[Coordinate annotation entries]
********************
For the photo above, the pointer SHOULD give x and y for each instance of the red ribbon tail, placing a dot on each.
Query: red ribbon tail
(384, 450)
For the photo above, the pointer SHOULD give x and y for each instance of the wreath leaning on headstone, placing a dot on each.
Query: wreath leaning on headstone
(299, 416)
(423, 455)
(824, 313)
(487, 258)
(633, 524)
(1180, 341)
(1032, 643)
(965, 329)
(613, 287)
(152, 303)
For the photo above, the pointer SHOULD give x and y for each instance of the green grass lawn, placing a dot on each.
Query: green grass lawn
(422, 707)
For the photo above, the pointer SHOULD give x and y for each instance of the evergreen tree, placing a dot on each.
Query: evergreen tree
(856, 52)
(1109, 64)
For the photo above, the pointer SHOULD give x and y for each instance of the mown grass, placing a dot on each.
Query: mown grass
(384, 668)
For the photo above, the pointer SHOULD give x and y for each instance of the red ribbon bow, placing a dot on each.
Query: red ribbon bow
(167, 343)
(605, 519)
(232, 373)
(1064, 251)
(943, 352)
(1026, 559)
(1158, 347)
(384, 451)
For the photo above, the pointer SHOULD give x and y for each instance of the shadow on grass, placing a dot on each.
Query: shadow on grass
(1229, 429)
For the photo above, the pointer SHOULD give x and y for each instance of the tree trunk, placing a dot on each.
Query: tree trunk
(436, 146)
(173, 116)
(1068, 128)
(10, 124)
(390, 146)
********************
## Written problem
Rewrite every row above as a numbered list with one line per item, and leave out any blank lines.

## Correct result
1. For the photo above, the pointer SHOULD give x and y for each instance of the red ribbon tail, placing a dot on each.
2. Query: red ribbon tail
3. (384, 450)
4. For the photo above, the pointer SHOULD give x and y for each instance of the wreath leaning on headstone, placing a dot on each.
5. Query: wreath leaning on headstone
6. (299, 416)
7. (423, 455)
8. (824, 313)
9. (487, 258)
10. (633, 524)
11. (1180, 341)
12. (1032, 643)
13. (965, 329)
14. (613, 287)
15. (152, 303)
16. For the photo above, the pointer SHOULD give x and y for each instance of the green grass lawn, placing a dot on each.
17. Query: green grass lawn
18. (422, 707)
19. For the photo above, the pointer SHOULD give x and y for each instance of the evergreen tree, placing a dot on each.
20. Query: evergreen tree
21. (856, 52)
22. (1109, 64)
23. For the photo above, the pointer SHOULD give x and y for each instance of the mown grass, placing a dot on each.
24. Query: mown grass
25. (384, 668)
26. For the photo above, the pointer SHOULD give x and y for each instance of the red ribbon bow, placing a dot on each.
27. Query: red ribbon bow
28. (167, 343)
29. (605, 519)
30. (232, 373)
31. (1064, 251)
32. (943, 352)
33. (1026, 559)
34. (1158, 347)
35. (384, 451)
36. For the photo above, the pointer SHOULD give x and y for each instance of the shadow on grass, placing a dot on each.
37. Query: shadow on grass
38. (1229, 429)
39. For the photo above, the pointer SHOULD give x and y for each instance of the tree trunk, placing a dot on each.
40. Query: tree trunk
41. (436, 146)
42. (173, 116)
43. (1068, 128)
44. (10, 124)
45. (390, 146)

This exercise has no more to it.